Excerpted passage
··········

By reading different texts that approach and reflect on human nature, the human experience, and the role of humanity in our world, we expand our thinking and the language we use to think those thoughts.  The exposure to different perspectives gives us implicit permission to formulate our own perspective and language as coaches. 

 

Consider that the voice, for the purposes of coaching, has three aspects: 

 

• The first aspect of the voice is a coaching perspective, or philosophy.  A lack of a coaching philosophy looks like, “I don’t even know what coaching is,” or “Does coaching even work?”  These are sentiments expressed by coaches—not clients!—who are adrift or disconnected from their reason to be a coach.  I am not speaking of the desire to be of service or help people.  I am talking about an existential anchor for the pursuit of coaching itself; the “why coaching exists” according to an individual coach.  Again, this is distinct from why a coach coaches (“I coach because….”).  What it “is” or whether it “works” begins as a personal, philosophical assertion, likely based in beliefs, values or an ethos.  This is where the wisdom of one’s practice lives.  This is where a coach is drilled into a fundamental belief, or even faith, in what coaching affords human beings and the human experience.  

 

• The second aspect of a coach’s voice is their practice, process, or methodology.  A lack of clarity around methodology can be a pain point for coaches in their experience of their own voices.  Issues in methodology may look like coaches who are creative but do not give themselves permission to create outside the box of their training, or coaches who work in multiple modalities but are blocked from integrating them into a defined coaching practice.  Coaches anchored in a training or the ICF competencies have their methodology, it’s flat.  Developing a methodology that goes beyond training and competencies takes time and experimentation and, if a coach takes this on, is essential for the coach to mature through the eventual marriage of their philosophy with their methodology.

··········

Excerpted records
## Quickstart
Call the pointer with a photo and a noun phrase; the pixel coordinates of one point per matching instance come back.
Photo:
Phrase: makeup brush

··········

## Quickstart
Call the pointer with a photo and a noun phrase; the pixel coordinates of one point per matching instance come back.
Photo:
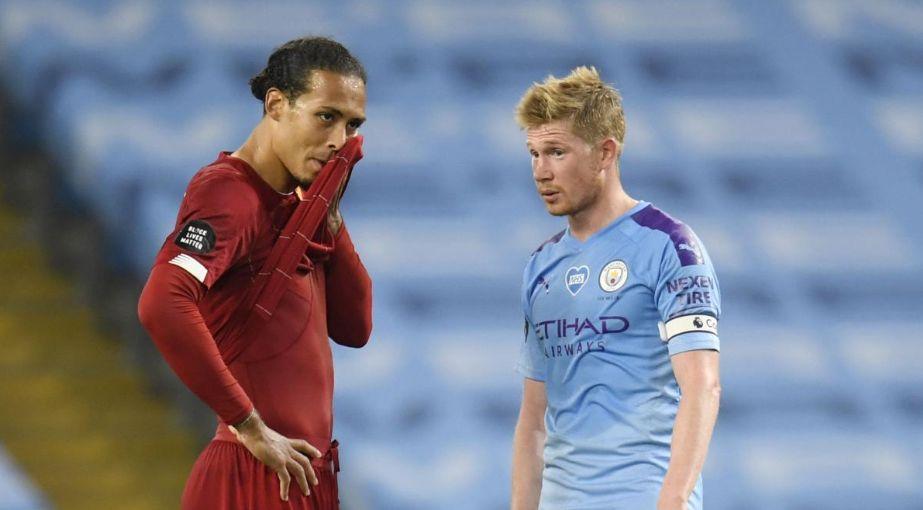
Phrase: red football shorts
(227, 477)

··········

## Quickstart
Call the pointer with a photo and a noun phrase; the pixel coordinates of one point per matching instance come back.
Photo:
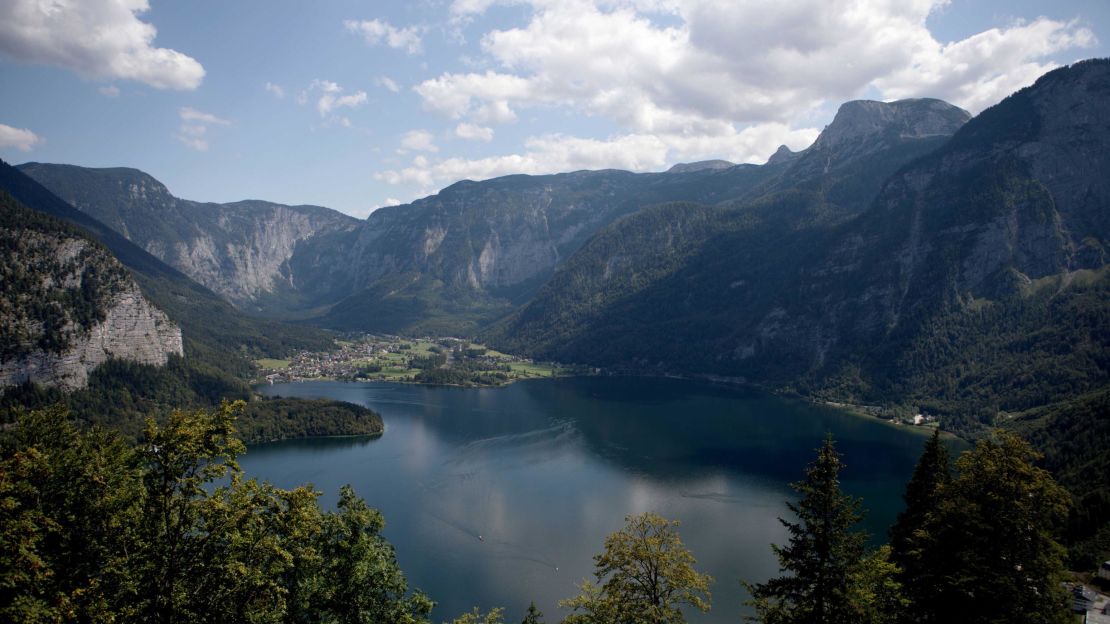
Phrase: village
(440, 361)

··········

Tasks to carry out
a) Answer these questions using the passage on a coach's voice:
(i) How many aspects does the voice have for the purposes of coaching?
(ii) What is the first aspect of the voice?
(iii) What three words does the passage use to name the second aspect of a coach's voice?
b) From the passage on a coach's voice, pull out the stretch from "By reading different" through "language as coaches." and copy it word for word.
c) Extend the passage on a coach's voice, picking up right after its last sentence.

Answers for this exercise
a)
(i) Three.
(ii) A coaching perspective, or philosophy.
(iii) Practice, process, or methodology.

b)
By reading different texts that approach and reflect on human nature, the human experience, and the role of humanity in our world, we expand our thinking and the language we use to think those thoughts.  The exposure to different perspectives gives us implicit permission to formulate our own perspective and language as coaches.

c)
 

• The third aspect of a coach’s voice is a style or way.  This is the deeply personal, often ineffable, entirely qualitative, and purely phenomenological aspect of the voice.  The way of a coach is as unique as individual people are.  It includes but goes beyond how a coach presents themselves.  While a methodology often reflects the style of a given coach, on the deepest level, the way or style of a coach is what brings humanity to the coaching methodology and philosophy.  It is both the manifestation—and model—of integration:  who one is, where one came from, what one believes, how one thinks, and how a person experiences themselves as fully alive.  Simply said, your way is your joy.  

 

While exploring the voice, it is valuable to put distance between the self and any outward facing content or need (images, language, marketing tactics, attention on an audience, or niche, etc.).  Naturally, the voice evolves over the course of a coach’s career.  It necessarily comes from within, not from without.  Being in real relationship with the self, able to encounter oneself fully as one is and is not, is part of what gives any coach the power to speak in their full voice, and to have earned the inner authority to speak to another’s process.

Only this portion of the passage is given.